The request: Copy out the material from its first line down to the line containing "Target: patterned necktie", including that line, with every character unchanged.

------

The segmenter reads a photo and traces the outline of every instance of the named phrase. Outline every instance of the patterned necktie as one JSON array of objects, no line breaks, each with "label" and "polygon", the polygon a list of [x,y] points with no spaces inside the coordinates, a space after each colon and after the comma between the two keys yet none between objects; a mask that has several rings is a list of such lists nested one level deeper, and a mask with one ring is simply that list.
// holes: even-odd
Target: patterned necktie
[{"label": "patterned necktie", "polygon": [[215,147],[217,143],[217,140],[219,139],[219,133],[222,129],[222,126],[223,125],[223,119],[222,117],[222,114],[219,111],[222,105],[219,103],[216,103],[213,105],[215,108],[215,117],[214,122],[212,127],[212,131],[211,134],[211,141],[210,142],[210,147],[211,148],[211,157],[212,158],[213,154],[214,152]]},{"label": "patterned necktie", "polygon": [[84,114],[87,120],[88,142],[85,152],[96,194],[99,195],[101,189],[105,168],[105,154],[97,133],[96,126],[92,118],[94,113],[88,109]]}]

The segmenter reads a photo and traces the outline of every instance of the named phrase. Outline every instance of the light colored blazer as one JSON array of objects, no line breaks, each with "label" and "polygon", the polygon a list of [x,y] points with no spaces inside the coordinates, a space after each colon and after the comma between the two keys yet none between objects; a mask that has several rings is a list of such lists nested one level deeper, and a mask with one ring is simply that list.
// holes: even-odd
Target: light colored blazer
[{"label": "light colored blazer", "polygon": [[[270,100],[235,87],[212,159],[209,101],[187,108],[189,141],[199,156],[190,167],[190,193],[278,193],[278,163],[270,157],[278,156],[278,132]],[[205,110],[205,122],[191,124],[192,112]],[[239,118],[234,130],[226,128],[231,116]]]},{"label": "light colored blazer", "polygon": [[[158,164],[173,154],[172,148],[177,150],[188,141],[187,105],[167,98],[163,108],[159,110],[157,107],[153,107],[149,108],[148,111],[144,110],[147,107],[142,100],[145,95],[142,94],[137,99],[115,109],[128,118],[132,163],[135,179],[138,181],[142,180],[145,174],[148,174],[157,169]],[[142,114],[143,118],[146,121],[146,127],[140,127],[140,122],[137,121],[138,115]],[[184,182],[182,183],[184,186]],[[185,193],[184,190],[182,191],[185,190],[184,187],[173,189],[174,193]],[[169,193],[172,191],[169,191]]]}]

------

Reply:
The segmenter reads a photo and traces the outline of every instance of the named phrase. Outline every instance of the patterned necktie as one JSON array of objects, no line breaks, each with "label" and "polygon", the polygon a list of [x,y] points with no spaces inside the coordinates, a space after each colon and after the comma between the two keys yet none between objects; a mask that has several rings is a list of such lists nested one level deeper, and a mask with one ring is simply that list.
// holes: even-odd
Target: patterned necktie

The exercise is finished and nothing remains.